◆ RECORDS FOR THE EXERCISE ◆

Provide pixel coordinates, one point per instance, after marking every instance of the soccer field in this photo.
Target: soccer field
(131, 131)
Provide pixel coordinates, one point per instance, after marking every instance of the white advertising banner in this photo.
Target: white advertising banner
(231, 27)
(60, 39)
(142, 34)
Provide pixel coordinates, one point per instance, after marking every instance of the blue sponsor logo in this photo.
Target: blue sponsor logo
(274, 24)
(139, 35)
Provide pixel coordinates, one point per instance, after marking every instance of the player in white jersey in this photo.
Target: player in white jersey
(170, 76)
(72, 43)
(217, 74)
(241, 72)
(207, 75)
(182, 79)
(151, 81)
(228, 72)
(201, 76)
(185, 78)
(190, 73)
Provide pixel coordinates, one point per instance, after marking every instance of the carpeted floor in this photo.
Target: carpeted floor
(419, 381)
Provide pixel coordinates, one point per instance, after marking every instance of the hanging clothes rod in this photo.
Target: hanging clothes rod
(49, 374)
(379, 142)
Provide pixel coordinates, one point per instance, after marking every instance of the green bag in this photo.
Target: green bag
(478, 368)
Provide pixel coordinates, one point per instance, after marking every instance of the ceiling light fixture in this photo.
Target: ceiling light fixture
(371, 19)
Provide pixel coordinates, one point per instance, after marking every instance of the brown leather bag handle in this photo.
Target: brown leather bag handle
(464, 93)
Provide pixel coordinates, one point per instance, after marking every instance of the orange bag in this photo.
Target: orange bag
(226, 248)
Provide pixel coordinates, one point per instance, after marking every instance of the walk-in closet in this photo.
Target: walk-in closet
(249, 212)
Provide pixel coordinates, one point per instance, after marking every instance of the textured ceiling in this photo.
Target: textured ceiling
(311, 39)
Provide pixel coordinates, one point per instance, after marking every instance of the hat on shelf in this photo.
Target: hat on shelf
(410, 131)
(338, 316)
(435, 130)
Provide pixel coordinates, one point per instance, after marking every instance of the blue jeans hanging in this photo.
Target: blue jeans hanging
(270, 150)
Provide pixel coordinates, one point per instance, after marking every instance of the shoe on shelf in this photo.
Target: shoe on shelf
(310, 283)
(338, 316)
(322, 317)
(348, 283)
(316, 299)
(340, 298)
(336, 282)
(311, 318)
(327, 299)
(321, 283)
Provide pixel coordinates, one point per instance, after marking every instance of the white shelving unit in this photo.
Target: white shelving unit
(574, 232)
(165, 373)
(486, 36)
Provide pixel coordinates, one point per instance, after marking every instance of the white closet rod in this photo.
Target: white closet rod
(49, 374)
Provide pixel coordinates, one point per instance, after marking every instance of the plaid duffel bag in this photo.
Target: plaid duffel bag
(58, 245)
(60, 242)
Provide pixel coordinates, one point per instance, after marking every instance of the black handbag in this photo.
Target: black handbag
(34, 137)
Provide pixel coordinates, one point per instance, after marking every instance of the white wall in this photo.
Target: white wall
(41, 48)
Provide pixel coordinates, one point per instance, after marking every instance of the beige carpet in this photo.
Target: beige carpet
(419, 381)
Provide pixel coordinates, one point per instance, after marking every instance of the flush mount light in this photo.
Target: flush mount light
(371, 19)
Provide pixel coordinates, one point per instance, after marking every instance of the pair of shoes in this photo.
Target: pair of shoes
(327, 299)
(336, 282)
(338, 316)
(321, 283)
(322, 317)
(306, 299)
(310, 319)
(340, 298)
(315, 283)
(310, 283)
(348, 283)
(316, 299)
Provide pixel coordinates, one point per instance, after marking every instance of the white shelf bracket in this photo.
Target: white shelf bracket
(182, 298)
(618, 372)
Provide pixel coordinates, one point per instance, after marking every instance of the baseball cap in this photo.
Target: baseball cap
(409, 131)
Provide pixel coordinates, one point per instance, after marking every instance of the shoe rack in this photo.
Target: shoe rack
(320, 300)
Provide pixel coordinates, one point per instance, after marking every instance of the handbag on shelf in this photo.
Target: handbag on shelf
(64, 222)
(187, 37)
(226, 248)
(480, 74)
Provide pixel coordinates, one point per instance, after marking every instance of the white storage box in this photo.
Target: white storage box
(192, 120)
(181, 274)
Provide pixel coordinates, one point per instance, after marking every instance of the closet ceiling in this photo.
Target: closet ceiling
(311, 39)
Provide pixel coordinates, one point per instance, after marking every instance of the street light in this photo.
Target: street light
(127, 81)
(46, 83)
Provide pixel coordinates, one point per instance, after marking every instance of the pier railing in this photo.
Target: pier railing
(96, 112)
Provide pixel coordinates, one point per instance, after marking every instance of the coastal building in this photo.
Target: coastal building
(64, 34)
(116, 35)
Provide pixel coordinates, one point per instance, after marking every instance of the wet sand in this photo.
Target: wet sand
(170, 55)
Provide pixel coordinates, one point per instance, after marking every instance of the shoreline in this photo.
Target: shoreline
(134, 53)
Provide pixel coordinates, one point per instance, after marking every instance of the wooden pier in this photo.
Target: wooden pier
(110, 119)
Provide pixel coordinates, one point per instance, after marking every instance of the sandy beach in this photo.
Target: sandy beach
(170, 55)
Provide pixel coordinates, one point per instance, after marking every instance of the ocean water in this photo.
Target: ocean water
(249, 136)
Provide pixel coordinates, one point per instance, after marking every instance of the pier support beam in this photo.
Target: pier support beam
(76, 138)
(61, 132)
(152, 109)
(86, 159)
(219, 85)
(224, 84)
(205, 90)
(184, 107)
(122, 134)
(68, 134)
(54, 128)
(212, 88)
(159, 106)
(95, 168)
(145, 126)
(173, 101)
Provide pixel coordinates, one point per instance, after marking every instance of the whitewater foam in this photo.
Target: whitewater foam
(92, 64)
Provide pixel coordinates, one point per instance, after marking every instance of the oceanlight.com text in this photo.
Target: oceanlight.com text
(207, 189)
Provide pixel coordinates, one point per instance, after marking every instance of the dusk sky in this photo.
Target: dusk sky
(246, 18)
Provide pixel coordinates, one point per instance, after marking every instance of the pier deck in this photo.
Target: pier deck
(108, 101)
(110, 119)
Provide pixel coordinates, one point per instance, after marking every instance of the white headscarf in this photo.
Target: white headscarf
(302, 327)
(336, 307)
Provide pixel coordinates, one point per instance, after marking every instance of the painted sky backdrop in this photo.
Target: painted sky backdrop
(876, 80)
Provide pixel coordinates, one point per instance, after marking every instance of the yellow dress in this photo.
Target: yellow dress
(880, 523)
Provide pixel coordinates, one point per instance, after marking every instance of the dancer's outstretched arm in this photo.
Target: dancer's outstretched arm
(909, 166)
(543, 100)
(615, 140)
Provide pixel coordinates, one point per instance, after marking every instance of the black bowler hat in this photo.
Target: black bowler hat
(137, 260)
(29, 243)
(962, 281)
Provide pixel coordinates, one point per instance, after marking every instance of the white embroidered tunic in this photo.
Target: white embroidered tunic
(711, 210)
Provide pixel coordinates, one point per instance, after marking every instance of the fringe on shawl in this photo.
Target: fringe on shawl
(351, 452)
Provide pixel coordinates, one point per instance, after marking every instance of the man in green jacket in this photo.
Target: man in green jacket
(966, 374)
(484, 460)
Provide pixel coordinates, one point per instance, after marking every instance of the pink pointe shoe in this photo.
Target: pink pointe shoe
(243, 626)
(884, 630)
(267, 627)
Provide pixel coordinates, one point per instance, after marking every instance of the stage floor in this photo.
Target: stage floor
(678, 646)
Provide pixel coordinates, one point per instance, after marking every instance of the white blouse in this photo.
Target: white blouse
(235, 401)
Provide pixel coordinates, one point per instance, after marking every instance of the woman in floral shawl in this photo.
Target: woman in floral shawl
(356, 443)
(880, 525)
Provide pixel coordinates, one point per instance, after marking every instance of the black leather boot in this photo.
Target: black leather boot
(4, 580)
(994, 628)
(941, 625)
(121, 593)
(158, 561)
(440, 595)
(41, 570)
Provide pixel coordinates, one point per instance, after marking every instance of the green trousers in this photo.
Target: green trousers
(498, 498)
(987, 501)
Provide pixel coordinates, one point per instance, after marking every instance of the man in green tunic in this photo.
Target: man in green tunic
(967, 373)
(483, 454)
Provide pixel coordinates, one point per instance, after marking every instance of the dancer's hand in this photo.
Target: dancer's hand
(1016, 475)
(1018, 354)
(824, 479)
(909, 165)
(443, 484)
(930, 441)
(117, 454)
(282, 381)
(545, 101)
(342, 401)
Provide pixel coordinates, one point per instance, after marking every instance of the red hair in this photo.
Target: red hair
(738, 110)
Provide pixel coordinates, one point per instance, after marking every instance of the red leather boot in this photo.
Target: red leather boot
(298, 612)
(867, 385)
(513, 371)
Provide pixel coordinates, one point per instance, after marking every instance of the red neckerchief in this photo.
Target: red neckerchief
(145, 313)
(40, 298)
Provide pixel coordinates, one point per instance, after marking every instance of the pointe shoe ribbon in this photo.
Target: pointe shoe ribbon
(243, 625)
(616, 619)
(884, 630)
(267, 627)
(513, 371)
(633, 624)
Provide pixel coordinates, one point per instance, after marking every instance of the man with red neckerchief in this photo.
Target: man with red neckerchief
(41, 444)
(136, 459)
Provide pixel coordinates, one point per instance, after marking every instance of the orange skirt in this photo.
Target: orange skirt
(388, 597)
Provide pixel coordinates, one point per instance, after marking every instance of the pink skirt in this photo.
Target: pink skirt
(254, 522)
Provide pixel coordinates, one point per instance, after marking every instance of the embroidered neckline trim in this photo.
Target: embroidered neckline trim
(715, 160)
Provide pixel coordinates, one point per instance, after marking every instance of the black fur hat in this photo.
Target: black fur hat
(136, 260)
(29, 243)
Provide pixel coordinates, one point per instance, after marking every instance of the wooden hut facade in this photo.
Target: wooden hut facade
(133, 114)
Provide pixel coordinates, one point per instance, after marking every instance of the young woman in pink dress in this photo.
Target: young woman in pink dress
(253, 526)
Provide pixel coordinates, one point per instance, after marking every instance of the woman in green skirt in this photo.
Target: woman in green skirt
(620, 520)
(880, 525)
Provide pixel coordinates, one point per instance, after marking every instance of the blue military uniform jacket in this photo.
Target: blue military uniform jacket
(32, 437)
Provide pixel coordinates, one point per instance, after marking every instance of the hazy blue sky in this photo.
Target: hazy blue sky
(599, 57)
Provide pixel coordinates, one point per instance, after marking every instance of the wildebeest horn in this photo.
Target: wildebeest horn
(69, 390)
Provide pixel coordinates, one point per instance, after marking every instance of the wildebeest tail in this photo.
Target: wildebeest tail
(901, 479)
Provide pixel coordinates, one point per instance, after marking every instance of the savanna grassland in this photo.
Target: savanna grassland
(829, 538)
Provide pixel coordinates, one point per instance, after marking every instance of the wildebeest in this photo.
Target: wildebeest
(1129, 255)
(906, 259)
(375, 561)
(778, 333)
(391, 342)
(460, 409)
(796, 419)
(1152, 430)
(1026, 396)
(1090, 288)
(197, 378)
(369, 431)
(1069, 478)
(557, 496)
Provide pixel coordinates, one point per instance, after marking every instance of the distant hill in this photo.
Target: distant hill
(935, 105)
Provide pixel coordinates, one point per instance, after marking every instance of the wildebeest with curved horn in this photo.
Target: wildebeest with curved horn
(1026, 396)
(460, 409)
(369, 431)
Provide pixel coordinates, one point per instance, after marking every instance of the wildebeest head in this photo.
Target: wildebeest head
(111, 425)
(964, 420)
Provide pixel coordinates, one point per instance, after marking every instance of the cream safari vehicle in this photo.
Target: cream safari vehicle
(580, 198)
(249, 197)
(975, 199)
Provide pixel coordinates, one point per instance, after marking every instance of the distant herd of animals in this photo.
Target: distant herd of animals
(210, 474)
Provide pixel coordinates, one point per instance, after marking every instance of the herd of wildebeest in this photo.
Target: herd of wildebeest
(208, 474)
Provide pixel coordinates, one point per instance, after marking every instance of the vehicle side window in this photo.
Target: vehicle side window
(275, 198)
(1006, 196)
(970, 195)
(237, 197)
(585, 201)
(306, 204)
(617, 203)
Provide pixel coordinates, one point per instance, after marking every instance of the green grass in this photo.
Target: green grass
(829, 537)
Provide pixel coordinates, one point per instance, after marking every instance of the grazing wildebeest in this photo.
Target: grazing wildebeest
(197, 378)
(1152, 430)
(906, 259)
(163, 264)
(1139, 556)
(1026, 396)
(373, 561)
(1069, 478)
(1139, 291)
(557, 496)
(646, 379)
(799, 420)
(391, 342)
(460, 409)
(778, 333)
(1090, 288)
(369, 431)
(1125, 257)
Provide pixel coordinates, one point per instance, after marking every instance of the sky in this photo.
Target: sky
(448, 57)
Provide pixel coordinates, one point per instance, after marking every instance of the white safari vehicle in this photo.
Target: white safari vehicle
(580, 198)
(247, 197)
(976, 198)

◆ THE EXERCISE ◆
Extract the closing run of lines, starting with the one containing "cream safari vehicle in this photo." and ending at the last, exactly as written.

◆ ANSWER IN FULL ◆
Provide pixel coordinates, one point per instance, after marking every instance of the cream safari vehicle in this photo.
Target: cream safari vehicle
(580, 198)
(249, 197)
(975, 199)
Provide pixel coordinates, one point per instance, after marking every instance of the distant herd of animals in this photo.
Target: distant herd of animals
(210, 474)
Provide pixel coordinates, one point per instance, after marking every instance of the herd of wildebeest in this photo.
Target: herd of wildebeest
(208, 474)
Provide pixel coordinates, one point per instance, after marking every instance of the vehicle side window in this photo.
Target: vehicle side window
(275, 198)
(1006, 196)
(970, 195)
(237, 197)
(585, 201)
(306, 204)
(617, 203)
Provide pixel coordinates, one point per instance, after marking every instance of the green grass in this photo.
Target: green grass
(829, 537)
Provide pixel coordinates, one point per instance, after marking every instance of the grazing wildebeest in this photo.
Target: grazing wildebeest
(197, 378)
(1152, 430)
(906, 259)
(163, 264)
(1139, 556)
(1026, 396)
(373, 561)
(1069, 478)
(1139, 291)
(557, 496)
(646, 379)
(799, 420)
(391, 342)
(460, 409)
(778, 333)
(1090, 288)
(369, 431)
(1125, 257)
Provide pixel coordinates, one point per instance, after marking every instance of the sky in this photo.
Target: sky
(448, 57)
Provide pixel coordinates, one point per instance, after marking every instance of the white safari vehicle in this photo.
Target: white safari vehicle
(580, 198)
(247, 197)
(976, 198)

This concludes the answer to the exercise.